WRITTEN INSTRUCTION: Go through the entries and transcribe each one exactly, dropping the pictures.

PROVIDED ENTRIES:

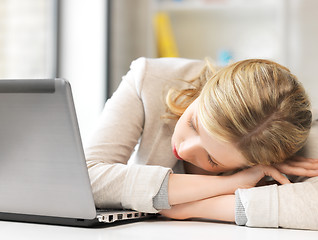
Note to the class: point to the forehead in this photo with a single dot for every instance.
(225, 153)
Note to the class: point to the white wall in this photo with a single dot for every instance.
(82, 57)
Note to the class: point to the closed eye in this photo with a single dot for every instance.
(212, 163)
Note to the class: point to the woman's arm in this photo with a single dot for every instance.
(184, 188)
(114, 183)
(217, 208)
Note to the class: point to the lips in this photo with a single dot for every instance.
(176, 153)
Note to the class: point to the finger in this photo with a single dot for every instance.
(304, 159)
(277, 175)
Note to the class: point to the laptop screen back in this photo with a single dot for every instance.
(42, 165)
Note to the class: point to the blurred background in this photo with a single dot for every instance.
(92, 43)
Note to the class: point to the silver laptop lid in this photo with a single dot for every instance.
(42, 165)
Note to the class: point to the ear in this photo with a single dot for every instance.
(310, 150)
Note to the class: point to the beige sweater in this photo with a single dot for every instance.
(133, 115)
(135, 112)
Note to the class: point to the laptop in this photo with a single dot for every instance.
(43, 173)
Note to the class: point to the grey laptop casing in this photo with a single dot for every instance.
(43, 173)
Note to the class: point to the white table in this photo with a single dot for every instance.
(160, 229)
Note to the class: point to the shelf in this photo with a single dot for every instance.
(238, 5)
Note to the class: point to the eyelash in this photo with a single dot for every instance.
(191, 125)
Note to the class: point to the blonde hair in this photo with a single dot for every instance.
(259, 106)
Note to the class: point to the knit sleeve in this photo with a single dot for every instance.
(115, 183)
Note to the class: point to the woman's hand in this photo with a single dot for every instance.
(249, 177)
(299, 166)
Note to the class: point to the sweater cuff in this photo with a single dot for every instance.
(240, 215)
(161, 201)
(260, 205)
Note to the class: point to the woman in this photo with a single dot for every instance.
(251, 114)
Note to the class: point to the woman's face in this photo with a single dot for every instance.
(193, 144)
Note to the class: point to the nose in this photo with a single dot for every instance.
(190, 149)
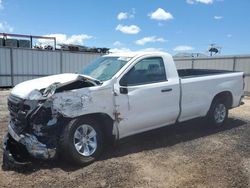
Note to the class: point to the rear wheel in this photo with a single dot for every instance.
(81, 141)
(218, 113)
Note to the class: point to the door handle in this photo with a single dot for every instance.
(166, 90)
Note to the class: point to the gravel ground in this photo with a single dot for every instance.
(190, 154)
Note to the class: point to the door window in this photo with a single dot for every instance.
(149, 70)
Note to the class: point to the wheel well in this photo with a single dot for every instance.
(226, 97)
(108, 122)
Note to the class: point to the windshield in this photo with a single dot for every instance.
(104, 68)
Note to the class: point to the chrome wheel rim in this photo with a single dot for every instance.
(85, 140)
(220, 113)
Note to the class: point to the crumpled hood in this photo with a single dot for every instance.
(23, 89)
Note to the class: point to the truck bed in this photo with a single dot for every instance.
(189, 73)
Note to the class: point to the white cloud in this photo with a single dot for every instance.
(200, 1)
(126, 15)
(183, 48)
(1, 4)
(218, 17)
(151, 49)
(122, 16)
(151, 39)
(5, 27)
(160, 14)
(117, 50)
(131, 29)
(117, 43)
(64, 39)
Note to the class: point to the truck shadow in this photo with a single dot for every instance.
(159, 138)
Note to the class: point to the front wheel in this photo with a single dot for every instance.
(218, 113)
(81, 141)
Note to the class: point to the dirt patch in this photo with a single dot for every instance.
(190, 154)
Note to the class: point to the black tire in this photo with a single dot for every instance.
(67, 144)
(213, 118)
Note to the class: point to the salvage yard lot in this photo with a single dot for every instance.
(191, 154)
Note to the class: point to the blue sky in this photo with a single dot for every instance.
(170, 25)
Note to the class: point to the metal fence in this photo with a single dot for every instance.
(17, 65)
(233, 63)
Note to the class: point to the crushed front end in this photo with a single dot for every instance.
(38, 118)
(33, 131)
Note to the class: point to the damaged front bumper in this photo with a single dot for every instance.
(20, 149)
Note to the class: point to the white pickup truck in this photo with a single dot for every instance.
(116, 96)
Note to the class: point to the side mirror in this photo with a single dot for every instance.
(123, 90)
(124, 81)
(124, 84)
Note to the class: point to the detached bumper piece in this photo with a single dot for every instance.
(15, 155)
(20, 150)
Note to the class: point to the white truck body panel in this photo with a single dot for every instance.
(198, 92)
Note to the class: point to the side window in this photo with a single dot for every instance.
(149, 70)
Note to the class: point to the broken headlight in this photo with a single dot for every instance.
(49, 91)
(36, 95)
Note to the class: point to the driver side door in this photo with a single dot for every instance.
(145, 99)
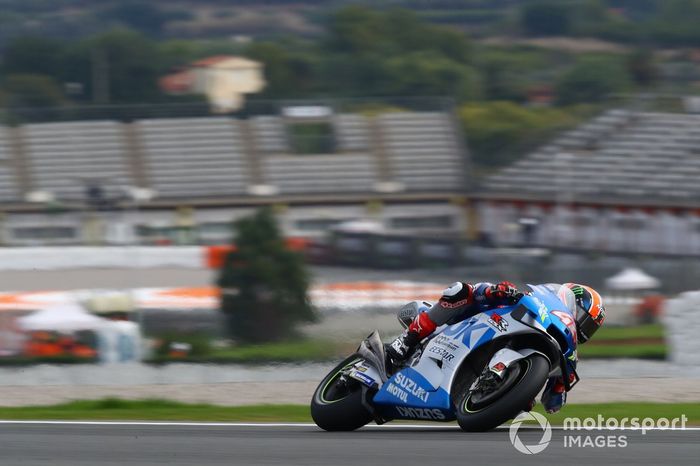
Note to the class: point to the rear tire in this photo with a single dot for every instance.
(336, 406)
(507, 406)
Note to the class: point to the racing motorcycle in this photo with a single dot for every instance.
(481, 371)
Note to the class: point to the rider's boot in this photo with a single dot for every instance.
(405, 344)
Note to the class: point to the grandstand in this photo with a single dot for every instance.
(619, 156)
(624, 181)
(223, 166)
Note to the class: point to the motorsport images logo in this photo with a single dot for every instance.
(518, 443)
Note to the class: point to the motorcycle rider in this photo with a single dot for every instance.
(461, 301)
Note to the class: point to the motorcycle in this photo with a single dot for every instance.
(481, 371)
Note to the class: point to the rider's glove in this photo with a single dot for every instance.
(554, 395)
(504, 291)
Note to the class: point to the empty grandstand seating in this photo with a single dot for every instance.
(64, 158)
(422, 151)
(8, 179)
(193, 157)
(213, 157)
(618, 154)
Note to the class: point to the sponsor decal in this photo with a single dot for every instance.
(454, 305)
(566, 318)
(397, 392)
(411, 387)
(362, 378)
(442, 352)
(499, 367)
(453, 289)
(499, 322)
(446, 342)
(541, 309)
(421, 413)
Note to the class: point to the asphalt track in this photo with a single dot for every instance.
(96, 444)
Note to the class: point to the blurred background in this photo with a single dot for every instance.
(200, 197)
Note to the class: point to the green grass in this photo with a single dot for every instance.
(639, 351)
(157, 410)
(162, 410)
(290, 351)
(624, 342)
(626, 333)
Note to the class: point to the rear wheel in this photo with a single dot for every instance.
(494, 401)
(337, 401)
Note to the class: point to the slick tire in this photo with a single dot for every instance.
(535, 371)
(339, 410)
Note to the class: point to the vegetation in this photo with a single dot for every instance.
(499, 132)
(162, 410)
(284, 351)
(264, 284)
(642, 341)
(116, 51)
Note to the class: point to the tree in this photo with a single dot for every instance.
(545, 19)
(591, 80)
(32, 91)
(499, 132)
(32, 55)
(130, 64)
(264, 285)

ANSWER TO THE PROBLEM:
Note to the class: point to the forehead in this photo with a single dot for every instance.
(225, 153)
Note to the class: point to the white wall in this photo with a single dot for every instance.
(82, 57)
Note to the class: point to the closed eye in this photo with a single dot for every instance.
(212, 163)
Note to the class: point to the woman's arm in this photo with a single dot for every instance.
(184, 188)
(114, 183)
(217, 208)
Note to the class: point to the lips in this photo with a single dot for every instance.
(176, 153)
Note to the class: point to the finger in this photo with a single dot for every instance.
(304, 159)
(277, 175)
Note to the class: point to the laptop screen back in this photo with a single dot for every instance.
(42, 165)
Note to the class: point to the blurred background in this photo with a single dot for every instance.
(92, 43)
Note to the class: point to the silver laptop lid in this photo with a single dot for every instance.
(42, 165)
Note to the class: point to the ear in this photo with a single dot for every instance.
(310, 150)
Note to the class: point to the beige sweater in this photo with a single dot for every instance.
(133, 115)
(135, 112)
Note to the class: point to the laptop in this photo with a single dot for every instance.
(43, 173)
Note to the class: point to the grey laptop casing in this photo with a single dot for every instance.
(43, 173)
Note to the class: point to the white table in this photo with a single dot for every instance.
(160, 229)
Note to the class: point to the shelf in this photo with a single dot for every instance.
(238, 5)
Note to the class: point to the eyelash in this photo with a single dot for every instance.
(191, 125)
Note to the class: point to the blonde hair in this photo with a single dot for every instance.
(259, 106)
Note to the class: point to the knit sleeve in this photo with a single dot for every instance.
(115, 183)
Note to the class: point to the woman's hand in this photo with a single dot for every instance.
(249, 177)
(299, 166)
Note to the class: point to the sweater cuff in this photo with a single dot for every instance.
(240, 215)
(161, 201)
(260, 205)
Note to the class: point to the woman in this photo with a single dot for every instance.
(251, 114)
Note to the class: point to the woman's face in this photo with a single dot for every instance.
(193, 144)
Note to the class: point to the nose in this photo with a single dot for every instance.
(190, 149)
Note to the class: point to the rear wheel in this photo with a single dot for every instance.
(81, 141)
(218, 113)
Note to the class: point to the door handle in this photo with a single dot for every instance.
(166, 90)
Note to the class: point to the gravel ground in this photo with a single dot for every instance.
(190, 154)
Note to the class: point to the door window in this photo with a single dot for every instance.
(149, 70)
Note to the class: point to the wheel well in this photo with a single dot for every instance.
(226, 97)
(108, 122)
Note to the class: point to the windshield in this photo with a single dot for every instance.
(104, 68)
Note to the class: point to the chrome wheel rim in this photo with a single dot for every instance.
(85, 140)
(220, 113)
Note to the class: point to the crumpled hood in this photo with a single dot for every instance.
(23, 89)
Note to the class: point to the truck bed in this photo with a single dot for every instance.
(189, 73)
Note to the class: point to the white cloud in this photo with a single dot for every instance.
(200, 1)
(126, 15)
(183, 48)
(1, 4)
(218, 17)
(151, 49)
(122, 16)
(151, 39)
(5, 27)
(160, 14)
(117, 50)
(131, 29)
(117, 43)
(64, 39)
Note to the class: point to the truck shadow in this photo with a single dot for every instance.
(159, 138)
Note to the class: point to the front wheel in this photo with a single dot for every instance.
(218, 113)
(81, 141)
Note to the class: point to the dirt patch in this photo with a single dot for every instance.
(190, 154)
Note to the class: point to the black tire in this photo with a single dot for every instance.
(67, 144)
(213, 118)
Note to the class: point to the salvage yard lot in this photo with a single dot for every instance.
(191, 154)
Note to the class: point to the blue sky in this photo with a single dot for every instance.
(170, 25)
Note to the class: point to the metal fence in this photo with a single dot for every instance.
(17, 65)
(233, 63)
Note to the class: point to the crushed front end in this photo with a single dot for every instance.
(38, 118)
(33, 131)
Note to the class: point to the damaged front bumper in this photo with a single dot for every instance.
(20, 149)
Note to the class: point to the white pickup truck in this photo with a single dot for every instance.
(116, 96)
Note to the class: point to the side mirror in this photo with a single dot for every instance.
(123, 90)
(124, 81)
(124, 84)
Note to the class: point to the detached bumper piece in this photo with a single dot for every instance.
(15, 155)
(20, 150)
Note to the class: point to the white truck body panel in this photo with a single dot for every instance.
(198, 92)
Note to the class: point to the side window in this photo with a single dot for every instance.
(149, 70)
Note to the class: point to the broken headlight in this photo with a single dot for every instance.
(49, 91)
(36, 95)
Note to the class: point to the driver side door in this photo with a single dot for every instance.
(145, 99)
Note to the class: point to the rear tire in this photo with a single dot for every instance.
(336, 406)
(507, 406)
Note to the class: point to the racing motorcycle in this photo with a single dot for every instance.
(481, 371)
Note to the class: point to the rider's boot in this photo with a single dot for every instance.
(405, 344)
Note to the class: point to the grandstand in this photo with a single dot for every instance.
(619, 156)
(624, 181)
(223, 166)
Note to the class: point to the motorsport images logo in this photo with a single dot for every instance.
(518, 443)
Note to the class: point to the motorcycle rider in this photo with a single dot for every instance.
(461, 301)
Note to the class: point to the motorcycle in this photo with a single dot for every instance.
(481, 371)
Note to the class: point to the rider's glove in this photo with a single dot for every instance.
(554, 395)
(504, 291)
Note to the class: point to the empty grandstand seating in this photo with a single dot for every instance.
(64, 158)
(422, 151)
(8, 179)
(193, 157)
(213, 157)
(618, 154)
Note to the class: point to the sponsor decal in this photo with a single dot for every instance.
(454, 305)
(566, 318)
(397, 392)
(411, 387)
(362, 378)
(442, 352)
(499, 367)
(453, 289)
(499, 322)
(446, 342)
(541, 309)
(421, 413)
Note to the class: point to the asphalt track in this photo with a single dot for every instance.
(96, 444)
Note to the class: point to the blurred background in this photo with a single dot for every instance.
(200, 197)
Note to the class: point to the green grass in this photo with a single dot for every instance.
(639, 351)
(157, 410)
(162, 410)
(290, 351)
(624, 342)
(626, 333)
Note to the class: point to the rear wheel in this photo with a single dot for every instance.
(494, 401)
(337, 401)
Note to the class: point to the slick tire in this photo with a single dot for every instance.
(535, 371)
(339, 410)
Note to the class: point to the vegetation in this photo with a single dot for every instance.
(499, 132)
(162, 410)
(284, 351)
(264, 284)
(642, 341)
(116, 51)
Note to the class: point to the tree in this photo with a single dot for every instance.
(545, 19)
(591, 80)
(32, 91)
(499, 132)
(32, 55)
(130, 64)
(264, 285)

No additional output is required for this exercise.